» What to work on
A word-for-word restatement of every entry is what is needed here.

» Source data

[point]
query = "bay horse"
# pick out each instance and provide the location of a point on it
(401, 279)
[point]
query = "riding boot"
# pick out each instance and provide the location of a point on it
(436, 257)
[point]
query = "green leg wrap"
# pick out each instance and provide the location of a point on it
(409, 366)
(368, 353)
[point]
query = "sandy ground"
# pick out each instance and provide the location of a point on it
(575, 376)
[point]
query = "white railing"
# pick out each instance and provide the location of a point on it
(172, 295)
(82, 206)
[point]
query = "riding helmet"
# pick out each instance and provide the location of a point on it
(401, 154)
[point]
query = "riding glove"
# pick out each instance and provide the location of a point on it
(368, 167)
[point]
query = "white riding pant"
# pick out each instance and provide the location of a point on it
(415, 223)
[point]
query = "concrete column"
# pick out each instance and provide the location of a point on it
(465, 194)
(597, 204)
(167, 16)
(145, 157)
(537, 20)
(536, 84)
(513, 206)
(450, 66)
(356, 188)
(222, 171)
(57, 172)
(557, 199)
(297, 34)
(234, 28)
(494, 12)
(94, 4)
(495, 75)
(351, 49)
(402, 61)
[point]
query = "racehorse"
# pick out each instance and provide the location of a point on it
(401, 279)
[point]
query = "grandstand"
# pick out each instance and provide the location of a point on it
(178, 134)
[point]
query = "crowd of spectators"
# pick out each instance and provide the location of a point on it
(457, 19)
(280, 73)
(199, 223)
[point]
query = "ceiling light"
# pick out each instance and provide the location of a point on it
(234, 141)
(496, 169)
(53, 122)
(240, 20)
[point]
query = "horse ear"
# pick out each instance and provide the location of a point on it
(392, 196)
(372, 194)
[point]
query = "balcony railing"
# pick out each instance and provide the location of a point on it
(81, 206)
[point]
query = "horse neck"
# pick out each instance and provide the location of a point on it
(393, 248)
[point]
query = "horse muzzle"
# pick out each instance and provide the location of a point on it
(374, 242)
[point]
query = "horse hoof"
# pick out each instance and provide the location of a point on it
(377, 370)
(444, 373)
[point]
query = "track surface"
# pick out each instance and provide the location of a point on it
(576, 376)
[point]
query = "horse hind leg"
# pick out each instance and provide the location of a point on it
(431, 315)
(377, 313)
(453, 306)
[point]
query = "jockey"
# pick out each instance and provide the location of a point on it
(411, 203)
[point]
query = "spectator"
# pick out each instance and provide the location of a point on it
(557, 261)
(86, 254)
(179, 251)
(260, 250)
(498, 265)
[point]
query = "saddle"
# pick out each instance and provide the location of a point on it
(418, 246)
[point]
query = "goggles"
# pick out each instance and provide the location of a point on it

» Problem solution
[point]
query = "bay horse"
# pick out each instance and provide the location of a point on it
(401, 279)
[point]
query = "riding boot"
# pick out each instance and provide the location of a point on it
(436, 257)
[point]
query = "green leg wrap"
# pick out each instance and provide the location of a point on it
(409, 366)
(368, 353)
[point]
query = "sandy ground"
# pick out each instance and provide the location of a point on it
(575, 376)
[point]
query = "white railing"
# pick out each instance and provide the location of a point on it
(172, 295)
(82, 206)
[point]
query = "riding helmet"
# pick out each instance and provide the location of a point on it
(401, 154)
[point]
query = "riding glove"
# pick out each instance and provide the location of a point on it
(368, 167)
[point]
query = "white riding pant"
# pick out each instance and provide the location of a point on it
(415, 223)
[point]
query = "concrete column"
# pick out each instance and provide the location of a point on it
(465, 194)
(597, 204)
(167, 16)
(145, 157)
(537, 20)
(536, 84)
(513, 206)
(450, 66)
(356, 188)
(222, 171)
(57, 172)
(557, 199)
(297, 34)
(234, 28)
(494, 12)
(94, 4)
(495, 75)
(351, 49)
(402, 61)
[point]
query = "racehorse"
# pick out each instance and provide the location of a point on it
(401, 279)
[point]
query = "grandstand"
# pick out each instance and provide the location of a point on it
(178, 134)
[point]
query = "crowd of spectators"
# pick out each instance and provide the location of a point on it
(457, 19)
(280, 73)
(199, 223)
[point]
query = "ceiling light"
# pick out each instance and provide the location of a point on it
(234, 141)
(496, 169)
(53, 122)
(240, 20)
[point]
query = "horse ear"
# pick out each instance and provide the location of a point on it
(392, 196)
(372, 194)
[point]
query = "balcony railing"
# pick out each instance and provide the location of a point on it
(81, 206)
[point]
query = "horse neck"
# pick out each instance and provide the location of a point on it
(393, 248)
[point]
query = "horse muzzle"
# pick out each instance and provide the location of a point on it
(374, 242)
[point]
query = "horse hoof"
# pick out each instance and provide the location of a point on it
(377, 370)
(444, 373)
[point]
query = "track surface"
# pick out each instance and provide the location of a point on it
(576, 376)
[point]
query = "horse hind leg"
# pick out each instance and provide the location of a point on it
(431, 315)
(377, 313)
(453, 306)
[point]
query = "jockey"
# pick out each instance and provide the location of a point on it
(411, 203)
[point]
query = "spectator"
# pick out each instance and provide the location of a point on it
(557, 261)
(86, 254)
(179, 251)
(260, 250)
(498, 265)
[point]
query = "saddle"
# pick out each instance and provide the location of a point on it
(418, 246)
[point]
query = "goggles"
# pick out each instance and provide the location of a point on it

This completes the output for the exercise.